◆ Quoted passage:
* * *

Keep in mind that base rates tend to have little to no effect if they are very high. Since about 50% of women who take pregnancy tests are already pregnant, pregnancy tests are accurate enough to be generally reliable. Of course, everyone knows that they are also not 100% accurate. A good way to think about probabilities and percentages is to use natural frequencies. Just as I did in the situations I talked about tonight, think about a group of people in terms of tens or hundreds out of thousands or millions. That will help you understand what all the numbers really mean.
I hope that you leave tonight with a good understanding of what base rates are and how they affect how we think about problems. Both problems that affect us personally, and societal issues that affect all of us.
What are you hoping that people will do with this information? Most of these folks will never run the TSA, so they can’t do much except gripe about being made to take their shoes off in airports. Even in the breast cancer example, the most that your average person would take away from the speech is “you’re supposed to multiply something by...something, and somehow the test might be wrong.” What advice are they supposed to give their friend? Most women with a scary-looking mammogram who hear their friend say, “You’re probably fine” are going to doubt whether the friend takes their health seriously.
The problem with supposedly practical applications of Bayes’ theorem is that you usually don’t have the data to do the math even if you know how, and there’s usually not much practical action you can take based on it anyway. It’s an interesting idea, and the people who like that sort of thing may want to learn more about it, but there’s no information in this lecture that would let them trace the idea (other than talking to you afterwards). But I gather this was not the kind of audience who goes home and googles Bayes’ theorem, so mentioning the name probably wouldn’t have done much.
In most of the cases where knowing about base rates would help us, we don’t actually know the base rate. If I know my child’s preschool teacher is being investigated for child abuse, is that strong evidence that she really abuses children? I suspect most preschool teachers do not abuse children, but that many are accused of it at some point in their careers, but I don’t know the rates of either. So I can’t really draw useful conclusions.
Thanks for your input. I’m not sure whether you are saying that it is a waste of time (both mine and theirs) to try to teach people about Bayesian inference, or whether there was a better way I could have explained it and made it relevant to them. If the latter, do you have any ideas as to how I could improve my treatment of the topic?
I’m not sure there’s a way to make it relevant to a previously uninterested audience in 5 minutes. I think your speech was well done for the constraints you had, but I don’t have ideas for how to make that topic work given the constraints.
I might have picked a simpler cognitive bias to talk about instead.

* * *

◆ Dataset content:
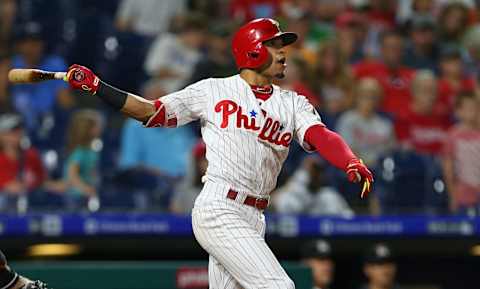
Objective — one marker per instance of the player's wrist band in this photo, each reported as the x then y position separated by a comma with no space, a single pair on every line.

* * *

◆ Aim of the task:
In the base-rate discussion:
(a) What share of women who take pregnancy tests are already pregnant?
(b) Which agency will most listeners never run?
(c) In how many minutes does the reply doubt the topic can be made relevant to an uninterested audience?

◆ Output of the task:
(a) About 50%
(b) The TSA
(c) 5 minutes